ASSIGNED TASK: Could you reproduce every record below exactly as it stands?

EXERCISE INPUT:
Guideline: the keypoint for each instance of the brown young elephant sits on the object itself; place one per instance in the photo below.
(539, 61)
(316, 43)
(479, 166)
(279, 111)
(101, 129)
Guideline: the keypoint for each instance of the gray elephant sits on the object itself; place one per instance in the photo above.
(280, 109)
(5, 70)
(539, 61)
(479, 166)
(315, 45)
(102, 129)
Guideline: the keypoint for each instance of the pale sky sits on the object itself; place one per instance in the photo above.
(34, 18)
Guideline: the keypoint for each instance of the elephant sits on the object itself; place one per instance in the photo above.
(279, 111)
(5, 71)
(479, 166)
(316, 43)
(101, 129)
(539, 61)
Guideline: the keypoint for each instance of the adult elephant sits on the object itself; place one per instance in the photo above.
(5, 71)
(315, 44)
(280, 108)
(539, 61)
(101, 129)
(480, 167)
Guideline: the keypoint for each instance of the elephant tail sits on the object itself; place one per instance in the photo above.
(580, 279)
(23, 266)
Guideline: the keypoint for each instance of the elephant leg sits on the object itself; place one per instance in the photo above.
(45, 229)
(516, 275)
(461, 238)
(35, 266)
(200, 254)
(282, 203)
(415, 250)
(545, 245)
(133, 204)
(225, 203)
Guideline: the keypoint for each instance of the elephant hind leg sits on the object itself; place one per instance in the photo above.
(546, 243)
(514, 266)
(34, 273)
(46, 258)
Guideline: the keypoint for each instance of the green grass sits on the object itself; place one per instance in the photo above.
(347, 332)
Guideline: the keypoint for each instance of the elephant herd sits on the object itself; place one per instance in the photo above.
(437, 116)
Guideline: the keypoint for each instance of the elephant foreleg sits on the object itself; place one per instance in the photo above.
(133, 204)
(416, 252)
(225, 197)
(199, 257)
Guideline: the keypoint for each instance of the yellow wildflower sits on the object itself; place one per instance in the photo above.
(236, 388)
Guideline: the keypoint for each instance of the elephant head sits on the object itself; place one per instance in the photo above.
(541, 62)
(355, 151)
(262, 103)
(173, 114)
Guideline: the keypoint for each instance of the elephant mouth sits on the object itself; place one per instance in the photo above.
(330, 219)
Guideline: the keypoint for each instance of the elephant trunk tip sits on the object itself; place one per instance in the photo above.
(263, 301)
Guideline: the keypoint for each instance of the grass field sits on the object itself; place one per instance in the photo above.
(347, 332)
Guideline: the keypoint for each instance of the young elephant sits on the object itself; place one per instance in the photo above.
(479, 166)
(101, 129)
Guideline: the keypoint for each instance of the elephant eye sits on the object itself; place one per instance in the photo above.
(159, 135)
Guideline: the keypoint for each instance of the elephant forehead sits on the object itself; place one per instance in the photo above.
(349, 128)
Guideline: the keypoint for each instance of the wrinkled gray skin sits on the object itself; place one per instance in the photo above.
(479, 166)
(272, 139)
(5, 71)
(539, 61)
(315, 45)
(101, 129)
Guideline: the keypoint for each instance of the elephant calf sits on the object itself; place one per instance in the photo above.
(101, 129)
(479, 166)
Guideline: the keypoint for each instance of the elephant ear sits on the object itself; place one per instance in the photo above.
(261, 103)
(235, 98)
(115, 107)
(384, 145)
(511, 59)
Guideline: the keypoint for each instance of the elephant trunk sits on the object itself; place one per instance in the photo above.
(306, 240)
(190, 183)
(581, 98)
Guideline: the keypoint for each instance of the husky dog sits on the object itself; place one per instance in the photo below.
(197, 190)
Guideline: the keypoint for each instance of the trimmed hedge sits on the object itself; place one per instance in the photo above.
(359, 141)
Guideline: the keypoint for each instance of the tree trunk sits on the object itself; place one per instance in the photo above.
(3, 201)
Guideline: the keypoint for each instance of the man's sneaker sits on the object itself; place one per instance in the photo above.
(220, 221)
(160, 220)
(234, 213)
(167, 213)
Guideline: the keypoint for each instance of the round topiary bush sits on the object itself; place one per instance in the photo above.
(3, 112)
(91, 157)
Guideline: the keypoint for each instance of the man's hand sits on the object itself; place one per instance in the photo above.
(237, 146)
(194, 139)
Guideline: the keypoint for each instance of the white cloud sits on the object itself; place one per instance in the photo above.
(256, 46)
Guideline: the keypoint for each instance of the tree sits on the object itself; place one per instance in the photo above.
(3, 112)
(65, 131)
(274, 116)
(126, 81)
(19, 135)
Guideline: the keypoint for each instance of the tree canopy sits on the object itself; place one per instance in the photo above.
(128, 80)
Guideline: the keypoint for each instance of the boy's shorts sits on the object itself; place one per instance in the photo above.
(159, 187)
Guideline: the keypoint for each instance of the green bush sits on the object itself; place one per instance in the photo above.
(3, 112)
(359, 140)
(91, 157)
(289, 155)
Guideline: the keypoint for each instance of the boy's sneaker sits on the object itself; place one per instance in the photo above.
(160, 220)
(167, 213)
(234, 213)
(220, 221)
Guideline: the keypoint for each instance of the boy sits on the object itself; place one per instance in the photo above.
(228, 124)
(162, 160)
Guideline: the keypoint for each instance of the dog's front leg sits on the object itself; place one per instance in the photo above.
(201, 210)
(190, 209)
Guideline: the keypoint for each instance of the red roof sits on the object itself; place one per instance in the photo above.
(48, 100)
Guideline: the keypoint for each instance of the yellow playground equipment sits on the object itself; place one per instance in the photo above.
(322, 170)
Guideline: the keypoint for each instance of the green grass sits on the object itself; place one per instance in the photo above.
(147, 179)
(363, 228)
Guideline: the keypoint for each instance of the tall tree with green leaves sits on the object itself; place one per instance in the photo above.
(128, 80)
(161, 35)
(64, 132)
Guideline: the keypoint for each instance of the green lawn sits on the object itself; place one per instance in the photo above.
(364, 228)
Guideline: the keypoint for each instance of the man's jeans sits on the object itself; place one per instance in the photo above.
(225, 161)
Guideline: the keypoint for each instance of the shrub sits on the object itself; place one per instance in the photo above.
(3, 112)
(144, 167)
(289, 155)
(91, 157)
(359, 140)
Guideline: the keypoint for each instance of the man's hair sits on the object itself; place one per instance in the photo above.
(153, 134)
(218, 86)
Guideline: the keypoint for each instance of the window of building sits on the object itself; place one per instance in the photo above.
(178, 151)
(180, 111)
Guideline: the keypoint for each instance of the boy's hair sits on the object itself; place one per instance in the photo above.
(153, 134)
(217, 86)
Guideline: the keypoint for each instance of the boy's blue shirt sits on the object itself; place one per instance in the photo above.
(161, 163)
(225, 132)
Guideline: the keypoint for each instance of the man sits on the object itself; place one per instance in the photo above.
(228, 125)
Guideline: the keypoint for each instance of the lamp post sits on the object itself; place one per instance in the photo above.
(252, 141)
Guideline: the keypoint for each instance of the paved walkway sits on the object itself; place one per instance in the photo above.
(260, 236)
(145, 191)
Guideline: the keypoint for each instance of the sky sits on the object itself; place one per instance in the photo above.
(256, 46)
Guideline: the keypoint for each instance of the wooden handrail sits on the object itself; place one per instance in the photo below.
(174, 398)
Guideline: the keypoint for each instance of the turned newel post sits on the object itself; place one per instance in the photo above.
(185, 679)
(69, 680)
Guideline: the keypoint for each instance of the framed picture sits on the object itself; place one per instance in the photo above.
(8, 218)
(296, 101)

SOLUTION:
Guideline: the keypoint for each instance of the brown young elephant sits on the object itself; place one per instance in the photo below.
(539, 61)
(316, 43)
(479, 166)
(279, 111)
(101, 129)
Guideline: the keypoint for each instance of the gray elephant sits on the object itself; place one per instance in the photo above.
(280, 109)
(5, 70)
(539, 61)
(479, 166)
(315, 45)
(102, 129)
Guideline: the keypoint for each instance of the pale sky sits on the object itself; place one per instance in the photo above.
(34, 18)
Guideline: the keypoint for each instance of the elephant sits on the object itself; place one per instance in the photo above.
(279, 111)
(5, 71)
(479, 166)
(316, 43)
(101, 129)
(539, 61)
Guideline: the keypoint for each instance of the adult elephant sits on the object itself; place one per instance in the photo above.
(5, 71)
(315, 44)
(280, 108)
(539, 61)
(101, 129)
(480, 167)
Guideline: the keypoint for each instance of the elephant tail sits on the object itself; place one per instance in the photo above.
(580, 279)
(23, 266)
Guideline: the keypoint for each instance of the elephant leg sits on the object itself; place one per instance in the photo above.
(45, 229)
(516, 275)
(461, 238)
(35, 266)
(200, 254)
(282, 203)
(415, 250)
(545, 245)
(133, 204)
(225, 203)
Guideline: the keypoint for each instance of the elephant hind leg sits on the object itself; place one per instance in the photo above.
(546, 243)
(514, 266)
(34, 273)
(46, 258)
Guideline: the keypoint for each instance of the green grass sits on the object itself; place one per instance in the photo above.
(347, 332)
Guideline: the keypoint for each instance of the elephant herd sits on the object itself; place one per instance in the photo above.
(437, 116)
Guideline: the keypoint for each instance of the elephant foreleg sits on the object itself; place one per instance in the photo above.
(133, 204)
(416, 252)
(225, 197)
(199, 257)
Guideline: the keypoint for each instance of the yellow wildflower sits on the object itself; place one per instance in the photo above.
(236, 388)
Guideline: the keypoint for each instance of the elephant head sits on the object itself; place one per instance in the photo above.
(541, 62)
(355, 151)
(262, 103)
(173, 114)
Guideline: the keypoint for each instance of the elephant mouth sits on the object itself; place one per instance in the photo above.
(330, 219)
Guideline: the keypoint for each instance of the elephant trunk tip sits on the object itself; place one per instance in the photo above.
(263, 301)
Guideline: the keypoint for each instance of the grass field sits on the object itself; place one per instance in the photo above.
(347, 332)
Guideline: the keypoint for each instance of the young elephant sits on the object itself; place one per instance in the photo above.
(479, 166)
(101, 129)
Guideline: the keypoint for each instance of the elephant eye sits on the object itself; place one per instance in the photo above.
(159, 135)
Guideline: the keypoint for each instance of the elephant forehead sits on the object itself; place one per instance in the photo above.
(349, 128)
Guideline: the keypoint for each instance of the wrinkled gray skin sits on the object itself; place one per instance in the photo above.
(479, 166)
(272, 139)
(5, 71)
(539, 61)
(315, 45)
(101, 129)
Guideline: the keypoint for each instance of the elephant calf sits on the object itself; place one per instance in the photo above.
(101, 129)
(479, 166)
Guideline: the keypoint for each instance of the elephant ear sits on the object itself; place one per instance in the photo above.
(261, 103)
(235, 98)
(115, 107)
(384, 145)
(511, 59)
Guideline: the keypoint for each instance of the elephant trunk sits on the object itself; place one per instance in the photo above.
(306, 240)
(190, 183)
(581, 98)
Guideline: the keypoint for each instance of the husky dog sits on the object itself; place one per instance in the photo below.
(197, 190)
Guideline: the keypoint for each instance of the trimmed hedge sits on the object itself; place one per instance in the photo above.
(359, 141)
Guideline: the keypoint for each instance of the tree trunk sits on the object itself; place one per instance in the photo above.
(3, 201)
Guideline: the keypoint for each instance of the man's sneaker sits on the object itself; place one per instance in the photo above.
(220, 221)
(160, 220)
(234, 213)
(167, 213)
Guideline: the keypoint for each instance of the round topiary bush sits on the object itself; place one per instance in the photo above.
(3, 112)
(91, 157)
Guideline: the keypoint for each instance of the man's hand sits on the object itself; place one per instance in the photo above.
(237, 146)
(194, 139)
Guideline: the keypoint for each instance of the white cloud sits on the object itself; place one per instance in the photo above.
(256, 46)
Guideline: the keypoint for each instance of the tree sits on the object itself; place one per instance in the photo above.
(3, 112)
(65, 131)
(274, 116)
(126, 81)
(19, 135)
Guideline: the keypoint for each instance of the tree canopy sits on the object itself; place one per instance in the photo above.
(128, 80)
Guideline: the keypoint for each instance of the boy's shorts sits on the object itself; place one per instance in the photo above.
(159, 187)
Guideline: the keypoint for each instance of the green bush sits on the object itself; place one per instance in the photo above.
(3, 112)
(359, 140)
(91, 157)
(289, 155)
Guideline: the keypoint for each instance of the boy's sneaker sits on the object itself; place one per instance in the photo above.
(160, 220)
(167, 213)
(234, 213)
(220, 221)
Guideline: the keypoint for each instance of the boy sits on the object itself; place one per instance in the photo above.
(228, 124)
(162, 160)
Guideline: the keypoint for each instance of the dog's front leg sits on the object itself; place one per instance in the photo above.
(201, 210)
(190, 209)
Guideline: the keypoint for each instance of the red roof sits on the object itself; place one per instance in the photo above.
(48, 100)
Guideline: the keypoint for each instance of the yellow playground equipment sits on the object itself; place one per instance in the photo above.
(322, 170)
Guideline: the keypoint for each instance of the green grass sits on the object itself; place one per instance in the photo above.
(147, 179)
(363, 228)
Guideline: the keypoint for each instance of the tall tree with green leaves sits on the object itself; place one per instance in the photo above.
(128, 80)
(161, 35)
(64, 132)
Guideline: the keypoint for each instance of the green lawn sits on the object itself; place one per instance in the photo above.
(364, 228)
Guideline: the keypoint for each instance of the man's jeans sits on the object itself; place one per instance in the photo above.
(225, 161)
Guideline: the keypoint for each instance of the shrub sits on the object itself; place one per instance in the photo above.
(3, 112)
(144, 167)
(289, 155)
(91, 157)
(359, 140)
Guideline: the keypoint for each instance of the man's hair sits on the object itself; place one per instance in the photo above.
(153, 134)
(218, 86)
Guideline: the keypoint for each instance of the window of building sits on the object itself; place one per instance in the photo above.
(178, 151)
(180, 111)
Guideline: the keypoint for each instance of the boy's hair sits on the object itself; place one per instance in the photo above.
(153, 134)
(217, 86)
Guideline: the keypoint for each instance of the boy's blue shirt sits on the object itself; place one per instance in the photo above.
(161, 163)
(225, 132)
Guideline: the keypoint for each instance of the man sits on the object itself; place one per instance in the photo above.
(228, 125)
Guideline: the keypoint for each instance of the lamp post sits on the object itself; place one per instance in the photo above.
(252, 141)
Guideline: the keypoint for each instance of the paved walkway sits on the object itself; place one per instance in the photo above.
(260, 236)
(145, 191)
Guideline: the keypoint for each instance of the sky sits on the object itself; place one per instance in the photo above.
(256, 46)
Guideline: the keypoint for each instance of the wooden handrail sits on the object itself; place one per instance in the photo below.
(174, 398)
Guideline: the keypoint for each instance of the turned newel post sits on the object itself; place one per instance in the photo above.
(185, 679)
(69, 680)
Guideline: the keypoint for each instance of the framed picture sits on the object itself; place one per instance in the photo above.
(8, 218)
(296, 101)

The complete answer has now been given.